DATA
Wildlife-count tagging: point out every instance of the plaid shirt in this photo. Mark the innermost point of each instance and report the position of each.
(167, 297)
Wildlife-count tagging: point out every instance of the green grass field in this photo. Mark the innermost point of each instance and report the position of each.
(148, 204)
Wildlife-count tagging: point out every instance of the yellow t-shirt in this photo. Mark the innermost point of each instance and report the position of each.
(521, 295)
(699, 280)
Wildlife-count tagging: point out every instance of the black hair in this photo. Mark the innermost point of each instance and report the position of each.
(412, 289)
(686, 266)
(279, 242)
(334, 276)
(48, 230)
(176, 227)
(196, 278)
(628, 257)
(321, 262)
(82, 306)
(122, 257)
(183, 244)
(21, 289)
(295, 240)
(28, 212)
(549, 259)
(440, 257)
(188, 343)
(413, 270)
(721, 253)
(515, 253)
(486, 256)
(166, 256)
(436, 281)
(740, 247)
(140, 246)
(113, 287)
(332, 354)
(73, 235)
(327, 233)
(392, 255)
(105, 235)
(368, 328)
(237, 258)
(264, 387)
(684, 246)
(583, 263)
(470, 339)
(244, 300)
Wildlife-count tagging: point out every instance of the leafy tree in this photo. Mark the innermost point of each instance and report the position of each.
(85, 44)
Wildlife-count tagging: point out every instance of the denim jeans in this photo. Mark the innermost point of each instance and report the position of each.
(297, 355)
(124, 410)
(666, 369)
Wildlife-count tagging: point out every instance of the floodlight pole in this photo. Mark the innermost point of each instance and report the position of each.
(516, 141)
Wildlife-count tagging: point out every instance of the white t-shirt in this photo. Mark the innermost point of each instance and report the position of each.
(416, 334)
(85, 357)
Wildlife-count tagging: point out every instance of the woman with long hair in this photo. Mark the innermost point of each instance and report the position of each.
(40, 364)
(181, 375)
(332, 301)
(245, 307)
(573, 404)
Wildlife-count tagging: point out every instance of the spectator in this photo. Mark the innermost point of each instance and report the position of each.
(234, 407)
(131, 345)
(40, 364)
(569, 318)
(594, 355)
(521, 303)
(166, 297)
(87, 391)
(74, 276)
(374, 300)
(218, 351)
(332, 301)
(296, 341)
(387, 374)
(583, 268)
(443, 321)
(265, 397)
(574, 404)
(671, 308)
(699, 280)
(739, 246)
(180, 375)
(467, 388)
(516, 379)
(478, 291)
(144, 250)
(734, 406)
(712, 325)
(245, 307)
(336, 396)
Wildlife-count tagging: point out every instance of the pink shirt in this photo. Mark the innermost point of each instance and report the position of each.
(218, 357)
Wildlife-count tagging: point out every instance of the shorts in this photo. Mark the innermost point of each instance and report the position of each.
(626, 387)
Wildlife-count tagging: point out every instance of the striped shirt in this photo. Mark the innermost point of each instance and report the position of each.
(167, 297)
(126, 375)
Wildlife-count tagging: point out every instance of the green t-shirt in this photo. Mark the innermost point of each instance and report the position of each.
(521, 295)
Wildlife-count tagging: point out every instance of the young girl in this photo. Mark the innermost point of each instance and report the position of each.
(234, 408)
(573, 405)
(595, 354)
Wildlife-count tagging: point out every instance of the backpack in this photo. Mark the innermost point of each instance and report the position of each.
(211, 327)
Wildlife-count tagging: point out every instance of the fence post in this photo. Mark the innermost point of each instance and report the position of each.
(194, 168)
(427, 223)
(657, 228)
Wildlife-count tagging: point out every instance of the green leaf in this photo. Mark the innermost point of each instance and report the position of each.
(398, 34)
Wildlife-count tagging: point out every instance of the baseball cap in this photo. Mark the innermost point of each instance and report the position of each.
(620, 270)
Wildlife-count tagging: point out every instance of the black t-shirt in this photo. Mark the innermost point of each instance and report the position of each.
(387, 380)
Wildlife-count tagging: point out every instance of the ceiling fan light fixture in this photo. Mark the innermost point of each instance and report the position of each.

WRITTEN TASK
Copy every one of these lines again word for word.

RESPONSE TO THIS EXERCISE
Wildlife-count tagging: point out every instance of the plaid shirt in this photo. Mark the innermost point of each instance and report the position of each.
(167, 297)
Wildlife-count tagging: point out every instance of the green grass field in this photo. Mark the innermost point of each instance and report the position of each.
(148, 204)
Wildlife-count tagging: point out every instance of the yellow t-shirt in this photo. Mark the innermost point of each instance and report the position of each.
(521, 295)
(699, 280)
Wildlife-count tagging: point out every instance of the black hair in this photo. Mark the innermost point of each instance and report the position of each.
(412, 289)
(686, 266)
(279, 242)
(334, 276)
(48, 230)
(176, 227)
(196, 278)
(628, 257)
(321, 262)
(82, 306)
(122, 257)
(183, 244)
(21, 289)
(295, 240)
(28, 212)
(549, 259)
(440, 257)
(188, 343)
(413, 270)
(721, 253)
(515, 253)
(486, 256)
(166, 256)
(436, 281)
(740, 247)
(140, 246)
(113, 287)
(332, 354)
(73, 235)
(327, 233)
(392, 255)
(105, 235)
(368, 328)
(237, 258)
(264, 387)
(684, 246)
(583, 263)
(470, 339)
(244, 300)
Wildlife-count tagging: point out every instance of the leafy tree in this photo. Mark the innermost point of each instance and report the position of each.
(85, 44)
Wildlife-count tagging: point out every instance of the denim jeans in this photo. Mark the innermost point of each instance and report the position of each.
(297, 355)
(124, 410)
(666, 369)
Wildlife-count tagging: point out every instance of the floodlight pole in this photo. Mark the innermost point of each instance and report the position of each.
(516, 141)
Wildlife-count tagging: point out every instance of the white t-shirt in this photo. Mark the innermost point of each instance and report the position of each.
(416, 334)
(85, 357)
Wildlife-count tagging: point out every instance of the woman with long hair in this photo. Mark the innermost point of each instance and report the position of each.
(40, 364)
(181, 375)
(332, 301)
(245, 307)
(573, 404)
Wildlife-count tagging: point out every instance of the spectator in this photo. Mark the innermost point of each instance and report the position of each.
(234, 407)
(131, 345)
(40, 364)
(569, 318)
(594, 355)
(521, 303)
(166, 297)
(87, 391)
(74, 276)
(374, 300)
(218, 351)
(332, 301)
(296, 341)
(387, 374)
(583, 268)
(443, 321)
(265, 397)
(574, 404)
(671, 308)
(699, 280)
(739, 246)
(180, 375)
(467, 388)
(516, 379)
(478, 291)
(144, 250)
(734, 406)
(712, 325)
(245, 307)
(336, 396)
Wildlife-count tagging: point out every instance of the pink shirt in this photo. Mark the innermost point of each instance and report the position of each.
(218, 357)
Wildlife-count tagging: point out every instance of the shorts in this photo. Mark the innermost point of each instance and report the position of each.
(626, 387)
Wildlife-count tagging: point out every instance of the striped shirt in this photo. Mark the innermost point of each instance and report the position of each.
(167, 297)
(126, 375)
Wildlife-count tagging: point out every instance of the green t-shirt in this photo. Mark the innermost point of each instance and report the position of each.
(521, 295)
Wildlife-count tagging: point out every instance of the young girl in this photo. Mark the innermost point of each instance and report the position of each.
(234, 408)
(573, 405)
(595, 354)
Wildlife-count tagging: point out every instance of the backpack in this photo. Mark the innermost point of each instance and report the position of each.
(211, 327)
Wildlife-count tagging: point out every instance of the fence post in this photo. Mark the innermost point of each instance and report the position of each.
(194, 168)
(427, 223)
(657, 228)
Wildlife-count tagging: point out every instance of the green leaf in this photo. Mark the innermost point of each instance and report the position of each.
(398, 34)
Wildlife-count tagging: point out every instance of the baseball cap in this photo. Mark the innermost point of each instance and report the position of each.
(620, 270)
Wildlife-count tagging: point out every instance of the black t-shirt in this photo. Mark the innermost point of each instance and report the position of each.
(387, 380)
Wildlife-count tagging: point out every instance of the ceiling fan light fixture in this photo. Mark the innermost point of each instance and report the position of each.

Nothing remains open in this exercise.